Dataset items:
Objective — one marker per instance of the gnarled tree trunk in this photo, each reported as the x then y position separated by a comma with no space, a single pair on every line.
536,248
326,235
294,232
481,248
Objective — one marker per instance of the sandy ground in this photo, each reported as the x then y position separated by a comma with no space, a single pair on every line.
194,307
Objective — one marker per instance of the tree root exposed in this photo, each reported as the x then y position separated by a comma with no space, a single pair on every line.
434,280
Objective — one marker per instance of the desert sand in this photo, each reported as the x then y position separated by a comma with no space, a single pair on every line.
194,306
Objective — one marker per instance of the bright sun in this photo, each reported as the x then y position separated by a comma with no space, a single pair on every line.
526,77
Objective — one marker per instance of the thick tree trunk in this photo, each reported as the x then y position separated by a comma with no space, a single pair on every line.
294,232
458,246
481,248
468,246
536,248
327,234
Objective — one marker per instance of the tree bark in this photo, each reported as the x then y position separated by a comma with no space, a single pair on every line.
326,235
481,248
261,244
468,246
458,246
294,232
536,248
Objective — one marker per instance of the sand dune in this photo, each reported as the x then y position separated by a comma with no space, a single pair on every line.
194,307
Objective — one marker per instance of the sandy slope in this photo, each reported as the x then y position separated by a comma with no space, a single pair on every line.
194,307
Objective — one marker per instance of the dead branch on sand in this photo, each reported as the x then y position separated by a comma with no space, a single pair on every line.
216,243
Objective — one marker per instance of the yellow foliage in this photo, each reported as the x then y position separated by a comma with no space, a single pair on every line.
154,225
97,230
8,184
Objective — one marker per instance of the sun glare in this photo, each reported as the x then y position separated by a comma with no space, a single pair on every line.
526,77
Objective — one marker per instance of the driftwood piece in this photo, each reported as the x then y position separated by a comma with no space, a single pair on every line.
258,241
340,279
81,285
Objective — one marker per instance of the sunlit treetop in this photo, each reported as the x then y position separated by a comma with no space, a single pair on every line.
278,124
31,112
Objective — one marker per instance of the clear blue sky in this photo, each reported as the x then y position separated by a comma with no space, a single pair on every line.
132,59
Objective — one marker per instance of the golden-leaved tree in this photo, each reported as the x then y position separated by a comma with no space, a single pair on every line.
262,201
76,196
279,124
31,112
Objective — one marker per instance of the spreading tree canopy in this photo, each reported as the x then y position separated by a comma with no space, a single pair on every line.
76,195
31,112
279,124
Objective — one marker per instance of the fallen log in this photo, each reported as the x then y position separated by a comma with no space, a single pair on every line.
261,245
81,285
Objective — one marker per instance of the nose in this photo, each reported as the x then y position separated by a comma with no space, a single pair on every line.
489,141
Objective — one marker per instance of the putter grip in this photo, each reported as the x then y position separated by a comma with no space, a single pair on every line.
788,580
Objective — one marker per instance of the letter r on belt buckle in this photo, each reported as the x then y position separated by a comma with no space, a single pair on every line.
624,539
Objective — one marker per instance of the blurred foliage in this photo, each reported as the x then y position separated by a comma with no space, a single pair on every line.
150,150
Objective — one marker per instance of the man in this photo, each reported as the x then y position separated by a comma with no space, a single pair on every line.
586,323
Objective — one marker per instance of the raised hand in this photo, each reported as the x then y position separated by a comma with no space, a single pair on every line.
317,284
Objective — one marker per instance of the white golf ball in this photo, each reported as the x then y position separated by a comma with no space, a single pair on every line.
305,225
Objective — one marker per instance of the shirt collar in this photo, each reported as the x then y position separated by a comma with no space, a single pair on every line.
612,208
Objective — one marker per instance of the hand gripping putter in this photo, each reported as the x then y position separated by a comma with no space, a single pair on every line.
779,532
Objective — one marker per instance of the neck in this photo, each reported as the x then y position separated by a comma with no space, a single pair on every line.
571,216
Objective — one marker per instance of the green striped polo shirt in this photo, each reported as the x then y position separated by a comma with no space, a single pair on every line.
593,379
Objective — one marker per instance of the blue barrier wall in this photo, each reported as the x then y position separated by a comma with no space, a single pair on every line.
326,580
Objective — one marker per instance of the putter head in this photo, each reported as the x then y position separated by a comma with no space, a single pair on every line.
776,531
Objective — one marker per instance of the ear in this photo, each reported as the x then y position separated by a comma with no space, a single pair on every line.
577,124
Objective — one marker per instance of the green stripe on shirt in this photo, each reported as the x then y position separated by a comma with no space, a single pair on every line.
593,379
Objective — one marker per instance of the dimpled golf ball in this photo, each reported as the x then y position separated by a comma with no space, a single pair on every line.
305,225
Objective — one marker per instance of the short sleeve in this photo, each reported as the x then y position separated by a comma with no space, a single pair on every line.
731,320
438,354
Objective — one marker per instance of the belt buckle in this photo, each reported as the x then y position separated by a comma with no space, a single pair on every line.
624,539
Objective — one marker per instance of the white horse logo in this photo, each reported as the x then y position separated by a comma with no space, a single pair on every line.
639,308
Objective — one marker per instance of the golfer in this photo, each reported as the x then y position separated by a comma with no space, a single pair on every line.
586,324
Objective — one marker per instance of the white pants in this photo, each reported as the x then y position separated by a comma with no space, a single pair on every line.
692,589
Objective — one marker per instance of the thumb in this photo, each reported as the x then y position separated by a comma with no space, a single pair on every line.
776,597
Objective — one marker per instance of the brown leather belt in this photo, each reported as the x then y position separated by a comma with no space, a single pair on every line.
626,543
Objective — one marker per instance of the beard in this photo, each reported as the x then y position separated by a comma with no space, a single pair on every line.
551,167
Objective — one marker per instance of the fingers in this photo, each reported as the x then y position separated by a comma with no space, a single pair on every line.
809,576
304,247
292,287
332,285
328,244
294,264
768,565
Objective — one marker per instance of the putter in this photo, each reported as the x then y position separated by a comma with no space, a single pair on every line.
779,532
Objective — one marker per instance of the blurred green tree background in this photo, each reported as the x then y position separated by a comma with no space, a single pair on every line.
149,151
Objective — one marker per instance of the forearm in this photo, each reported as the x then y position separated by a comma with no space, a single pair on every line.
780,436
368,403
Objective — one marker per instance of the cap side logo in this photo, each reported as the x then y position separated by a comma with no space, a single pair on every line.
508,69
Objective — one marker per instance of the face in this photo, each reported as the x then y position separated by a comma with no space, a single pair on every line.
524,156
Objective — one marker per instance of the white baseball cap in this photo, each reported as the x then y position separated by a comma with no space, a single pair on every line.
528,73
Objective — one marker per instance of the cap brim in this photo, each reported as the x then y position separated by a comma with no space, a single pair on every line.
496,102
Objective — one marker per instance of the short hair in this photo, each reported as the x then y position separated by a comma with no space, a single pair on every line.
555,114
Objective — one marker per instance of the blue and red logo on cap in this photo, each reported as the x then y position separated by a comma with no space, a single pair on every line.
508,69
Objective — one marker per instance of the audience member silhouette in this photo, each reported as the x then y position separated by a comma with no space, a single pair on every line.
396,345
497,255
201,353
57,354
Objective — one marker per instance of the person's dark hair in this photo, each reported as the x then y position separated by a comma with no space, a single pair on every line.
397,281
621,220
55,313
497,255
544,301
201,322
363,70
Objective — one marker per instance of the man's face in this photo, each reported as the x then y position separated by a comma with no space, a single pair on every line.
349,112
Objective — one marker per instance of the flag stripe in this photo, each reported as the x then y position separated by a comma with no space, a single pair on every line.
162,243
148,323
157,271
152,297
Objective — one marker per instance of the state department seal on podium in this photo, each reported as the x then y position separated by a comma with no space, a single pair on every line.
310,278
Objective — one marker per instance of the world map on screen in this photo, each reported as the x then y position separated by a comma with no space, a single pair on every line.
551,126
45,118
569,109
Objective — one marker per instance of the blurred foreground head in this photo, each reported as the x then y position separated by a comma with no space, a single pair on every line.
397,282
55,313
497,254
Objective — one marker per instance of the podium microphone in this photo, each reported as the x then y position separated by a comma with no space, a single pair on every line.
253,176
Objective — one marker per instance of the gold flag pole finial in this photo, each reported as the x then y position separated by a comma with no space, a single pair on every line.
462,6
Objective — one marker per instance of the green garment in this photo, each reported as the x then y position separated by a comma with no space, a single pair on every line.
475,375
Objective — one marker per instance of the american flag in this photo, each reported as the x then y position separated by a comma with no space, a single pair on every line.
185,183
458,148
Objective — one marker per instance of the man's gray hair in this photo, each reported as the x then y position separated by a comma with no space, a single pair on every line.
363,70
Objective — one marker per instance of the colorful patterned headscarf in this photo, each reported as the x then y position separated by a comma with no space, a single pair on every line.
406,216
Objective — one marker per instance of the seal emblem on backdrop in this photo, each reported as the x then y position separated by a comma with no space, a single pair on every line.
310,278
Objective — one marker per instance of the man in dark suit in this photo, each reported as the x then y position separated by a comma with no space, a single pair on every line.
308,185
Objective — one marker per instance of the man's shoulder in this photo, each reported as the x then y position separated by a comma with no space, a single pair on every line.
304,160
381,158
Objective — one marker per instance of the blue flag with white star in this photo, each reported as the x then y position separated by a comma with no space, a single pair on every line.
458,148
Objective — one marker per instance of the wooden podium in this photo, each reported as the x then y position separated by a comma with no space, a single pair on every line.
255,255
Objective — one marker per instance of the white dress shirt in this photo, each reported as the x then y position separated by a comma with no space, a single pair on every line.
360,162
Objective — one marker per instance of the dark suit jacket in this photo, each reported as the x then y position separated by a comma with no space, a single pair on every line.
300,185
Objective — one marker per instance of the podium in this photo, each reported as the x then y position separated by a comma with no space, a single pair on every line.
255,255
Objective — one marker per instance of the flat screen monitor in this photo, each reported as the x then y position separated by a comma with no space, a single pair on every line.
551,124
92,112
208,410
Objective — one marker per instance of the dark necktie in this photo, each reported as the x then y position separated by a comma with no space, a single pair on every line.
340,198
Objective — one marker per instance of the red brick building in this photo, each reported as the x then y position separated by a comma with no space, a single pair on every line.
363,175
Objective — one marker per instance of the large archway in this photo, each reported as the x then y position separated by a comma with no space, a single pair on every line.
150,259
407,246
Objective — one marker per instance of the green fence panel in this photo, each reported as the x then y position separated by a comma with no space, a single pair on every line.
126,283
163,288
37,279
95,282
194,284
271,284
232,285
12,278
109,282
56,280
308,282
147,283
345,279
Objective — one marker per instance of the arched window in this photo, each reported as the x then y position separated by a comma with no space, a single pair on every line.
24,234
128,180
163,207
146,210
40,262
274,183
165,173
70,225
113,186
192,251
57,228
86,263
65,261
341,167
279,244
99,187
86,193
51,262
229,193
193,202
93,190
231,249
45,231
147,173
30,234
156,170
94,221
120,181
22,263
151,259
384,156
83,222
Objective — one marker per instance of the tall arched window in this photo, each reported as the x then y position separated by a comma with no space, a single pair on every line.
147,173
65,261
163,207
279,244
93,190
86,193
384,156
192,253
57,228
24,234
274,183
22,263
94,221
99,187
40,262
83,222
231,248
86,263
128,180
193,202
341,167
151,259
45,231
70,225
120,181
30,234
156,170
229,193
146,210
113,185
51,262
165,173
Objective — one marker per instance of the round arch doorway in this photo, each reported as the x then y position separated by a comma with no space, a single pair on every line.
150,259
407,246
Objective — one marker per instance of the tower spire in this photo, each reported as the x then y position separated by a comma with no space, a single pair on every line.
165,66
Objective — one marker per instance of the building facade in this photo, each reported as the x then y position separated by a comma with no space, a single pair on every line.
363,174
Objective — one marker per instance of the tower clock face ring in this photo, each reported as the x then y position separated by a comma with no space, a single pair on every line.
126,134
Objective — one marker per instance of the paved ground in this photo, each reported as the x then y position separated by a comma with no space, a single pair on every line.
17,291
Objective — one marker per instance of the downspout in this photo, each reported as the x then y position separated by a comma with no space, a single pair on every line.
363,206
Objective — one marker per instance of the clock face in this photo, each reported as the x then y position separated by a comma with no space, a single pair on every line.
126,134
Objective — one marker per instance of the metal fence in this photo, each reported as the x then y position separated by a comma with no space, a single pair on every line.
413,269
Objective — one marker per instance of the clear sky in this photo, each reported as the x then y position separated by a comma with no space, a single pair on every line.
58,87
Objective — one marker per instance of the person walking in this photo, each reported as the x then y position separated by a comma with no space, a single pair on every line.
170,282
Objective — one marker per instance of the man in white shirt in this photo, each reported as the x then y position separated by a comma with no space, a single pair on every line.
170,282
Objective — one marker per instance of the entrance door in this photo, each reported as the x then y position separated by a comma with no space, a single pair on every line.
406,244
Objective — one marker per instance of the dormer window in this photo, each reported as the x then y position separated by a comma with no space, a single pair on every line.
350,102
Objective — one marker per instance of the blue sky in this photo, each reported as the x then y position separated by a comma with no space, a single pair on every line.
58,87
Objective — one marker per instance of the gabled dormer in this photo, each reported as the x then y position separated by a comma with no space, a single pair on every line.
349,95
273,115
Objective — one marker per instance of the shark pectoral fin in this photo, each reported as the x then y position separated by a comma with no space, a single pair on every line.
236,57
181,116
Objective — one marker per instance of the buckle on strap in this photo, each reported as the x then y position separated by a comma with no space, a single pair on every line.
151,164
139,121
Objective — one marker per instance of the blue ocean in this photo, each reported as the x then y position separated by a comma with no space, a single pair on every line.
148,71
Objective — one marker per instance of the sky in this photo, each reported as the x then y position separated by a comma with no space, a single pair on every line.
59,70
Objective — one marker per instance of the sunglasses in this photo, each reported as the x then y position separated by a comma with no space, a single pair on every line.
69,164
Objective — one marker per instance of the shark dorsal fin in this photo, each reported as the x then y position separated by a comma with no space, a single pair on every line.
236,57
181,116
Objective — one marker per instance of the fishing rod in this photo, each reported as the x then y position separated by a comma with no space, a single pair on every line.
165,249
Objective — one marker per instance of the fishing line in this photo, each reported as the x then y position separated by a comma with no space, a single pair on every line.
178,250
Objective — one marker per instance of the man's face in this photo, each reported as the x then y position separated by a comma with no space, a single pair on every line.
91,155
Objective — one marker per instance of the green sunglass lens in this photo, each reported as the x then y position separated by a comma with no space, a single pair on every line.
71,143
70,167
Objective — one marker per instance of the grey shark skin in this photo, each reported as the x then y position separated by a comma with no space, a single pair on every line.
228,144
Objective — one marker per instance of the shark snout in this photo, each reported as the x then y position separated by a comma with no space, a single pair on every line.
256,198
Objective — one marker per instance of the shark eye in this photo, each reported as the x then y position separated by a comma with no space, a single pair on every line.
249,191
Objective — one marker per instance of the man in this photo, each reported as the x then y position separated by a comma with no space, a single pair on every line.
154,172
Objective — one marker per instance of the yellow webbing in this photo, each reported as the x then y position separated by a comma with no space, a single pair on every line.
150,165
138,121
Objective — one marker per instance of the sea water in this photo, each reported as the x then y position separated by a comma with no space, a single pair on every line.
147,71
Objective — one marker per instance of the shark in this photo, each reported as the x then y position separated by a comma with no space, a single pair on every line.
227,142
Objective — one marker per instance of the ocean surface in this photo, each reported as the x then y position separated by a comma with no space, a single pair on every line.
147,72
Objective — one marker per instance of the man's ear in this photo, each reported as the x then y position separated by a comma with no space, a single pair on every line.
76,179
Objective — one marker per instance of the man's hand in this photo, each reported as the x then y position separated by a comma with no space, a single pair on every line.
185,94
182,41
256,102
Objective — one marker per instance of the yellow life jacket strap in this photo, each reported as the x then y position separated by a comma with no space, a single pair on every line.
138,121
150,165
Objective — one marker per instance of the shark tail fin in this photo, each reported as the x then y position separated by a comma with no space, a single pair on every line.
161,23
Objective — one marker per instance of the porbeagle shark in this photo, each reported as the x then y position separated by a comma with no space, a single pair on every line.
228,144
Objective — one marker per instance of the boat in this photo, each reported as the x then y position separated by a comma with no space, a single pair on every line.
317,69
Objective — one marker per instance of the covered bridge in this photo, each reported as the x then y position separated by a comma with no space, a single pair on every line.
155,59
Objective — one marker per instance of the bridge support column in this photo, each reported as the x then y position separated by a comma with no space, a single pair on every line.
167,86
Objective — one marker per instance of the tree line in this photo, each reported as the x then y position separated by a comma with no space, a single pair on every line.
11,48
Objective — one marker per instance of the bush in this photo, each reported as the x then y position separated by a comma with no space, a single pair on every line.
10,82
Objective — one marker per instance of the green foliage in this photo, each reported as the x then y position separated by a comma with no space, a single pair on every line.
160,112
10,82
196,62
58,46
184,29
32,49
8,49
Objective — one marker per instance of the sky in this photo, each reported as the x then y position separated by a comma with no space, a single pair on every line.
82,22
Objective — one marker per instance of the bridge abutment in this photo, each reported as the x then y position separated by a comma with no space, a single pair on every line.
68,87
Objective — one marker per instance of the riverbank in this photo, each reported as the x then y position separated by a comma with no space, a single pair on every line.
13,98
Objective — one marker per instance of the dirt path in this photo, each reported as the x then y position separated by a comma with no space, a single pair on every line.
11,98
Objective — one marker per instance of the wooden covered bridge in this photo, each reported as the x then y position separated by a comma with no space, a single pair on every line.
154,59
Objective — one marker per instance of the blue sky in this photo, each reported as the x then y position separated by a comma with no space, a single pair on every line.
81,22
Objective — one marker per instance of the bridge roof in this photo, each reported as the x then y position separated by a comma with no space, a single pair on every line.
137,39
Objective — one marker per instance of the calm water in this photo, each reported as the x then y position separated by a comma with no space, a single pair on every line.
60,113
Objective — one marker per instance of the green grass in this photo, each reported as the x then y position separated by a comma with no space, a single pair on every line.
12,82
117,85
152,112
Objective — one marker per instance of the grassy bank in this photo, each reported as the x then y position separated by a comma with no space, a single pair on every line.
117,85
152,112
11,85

■ Your instructions
Output the lines from the one with "Objective — one marker per instance of the grassy" to the final line of the entries above, exactly as they stand, please, and nothing else.

■ Exercise solution
Objective — one marker per instance of the grassy bank in this photo, each reported as the x then y position separated by a comma with no space, a single pair on every line.
117,85
152,112
11,85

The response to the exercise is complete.